● INSTRUCTION
Collect every line in the records below that contains the word "pickup", and copy each of those lines in full.

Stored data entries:

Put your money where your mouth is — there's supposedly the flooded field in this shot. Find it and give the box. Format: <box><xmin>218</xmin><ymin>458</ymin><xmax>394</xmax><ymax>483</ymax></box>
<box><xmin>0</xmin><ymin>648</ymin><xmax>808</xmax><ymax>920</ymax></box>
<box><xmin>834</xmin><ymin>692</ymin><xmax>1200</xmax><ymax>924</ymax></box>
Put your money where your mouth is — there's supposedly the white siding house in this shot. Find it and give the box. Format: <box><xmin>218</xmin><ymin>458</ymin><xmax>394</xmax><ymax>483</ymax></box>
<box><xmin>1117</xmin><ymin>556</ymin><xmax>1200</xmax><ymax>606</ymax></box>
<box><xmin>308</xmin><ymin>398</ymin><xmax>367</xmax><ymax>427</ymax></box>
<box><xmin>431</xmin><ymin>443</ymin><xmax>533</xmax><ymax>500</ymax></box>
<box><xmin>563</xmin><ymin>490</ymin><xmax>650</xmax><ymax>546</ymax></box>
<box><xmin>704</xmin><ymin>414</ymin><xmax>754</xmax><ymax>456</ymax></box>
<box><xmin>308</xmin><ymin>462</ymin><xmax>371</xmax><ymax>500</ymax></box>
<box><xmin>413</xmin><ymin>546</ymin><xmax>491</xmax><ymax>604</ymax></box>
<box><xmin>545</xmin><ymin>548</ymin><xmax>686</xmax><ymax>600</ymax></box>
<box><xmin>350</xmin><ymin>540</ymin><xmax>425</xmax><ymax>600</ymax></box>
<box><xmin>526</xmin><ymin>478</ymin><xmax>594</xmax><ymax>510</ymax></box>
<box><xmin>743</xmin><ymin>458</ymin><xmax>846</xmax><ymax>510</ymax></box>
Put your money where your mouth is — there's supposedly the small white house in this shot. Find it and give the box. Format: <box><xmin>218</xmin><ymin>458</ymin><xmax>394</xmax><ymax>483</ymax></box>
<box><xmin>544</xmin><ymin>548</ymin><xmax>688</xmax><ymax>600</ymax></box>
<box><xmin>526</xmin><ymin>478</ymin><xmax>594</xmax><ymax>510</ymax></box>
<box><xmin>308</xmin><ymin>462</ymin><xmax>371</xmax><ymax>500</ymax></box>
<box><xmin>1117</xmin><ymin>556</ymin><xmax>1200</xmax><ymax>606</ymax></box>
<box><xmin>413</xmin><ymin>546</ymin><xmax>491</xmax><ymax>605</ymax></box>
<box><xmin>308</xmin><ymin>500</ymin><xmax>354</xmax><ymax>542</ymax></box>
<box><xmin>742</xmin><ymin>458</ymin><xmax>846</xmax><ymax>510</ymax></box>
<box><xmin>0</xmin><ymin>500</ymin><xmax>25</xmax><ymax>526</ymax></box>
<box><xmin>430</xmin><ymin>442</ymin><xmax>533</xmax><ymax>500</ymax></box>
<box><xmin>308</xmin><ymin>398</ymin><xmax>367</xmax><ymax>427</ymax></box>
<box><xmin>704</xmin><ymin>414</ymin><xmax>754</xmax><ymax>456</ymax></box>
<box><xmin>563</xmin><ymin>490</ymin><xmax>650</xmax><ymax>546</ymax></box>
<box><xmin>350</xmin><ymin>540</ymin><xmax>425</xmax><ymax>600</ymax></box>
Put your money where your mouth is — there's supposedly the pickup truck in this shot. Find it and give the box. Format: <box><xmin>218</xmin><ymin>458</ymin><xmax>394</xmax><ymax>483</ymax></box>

● PROBLEM SOLUTION
Put your money where your mouth is — there's supposedly the pickup truck in this shot. Find it and give the box. Format: <box><xmin>218</xmin><ymin>458</ymin><xmax>394</xmax><ymax>483</ymax></box>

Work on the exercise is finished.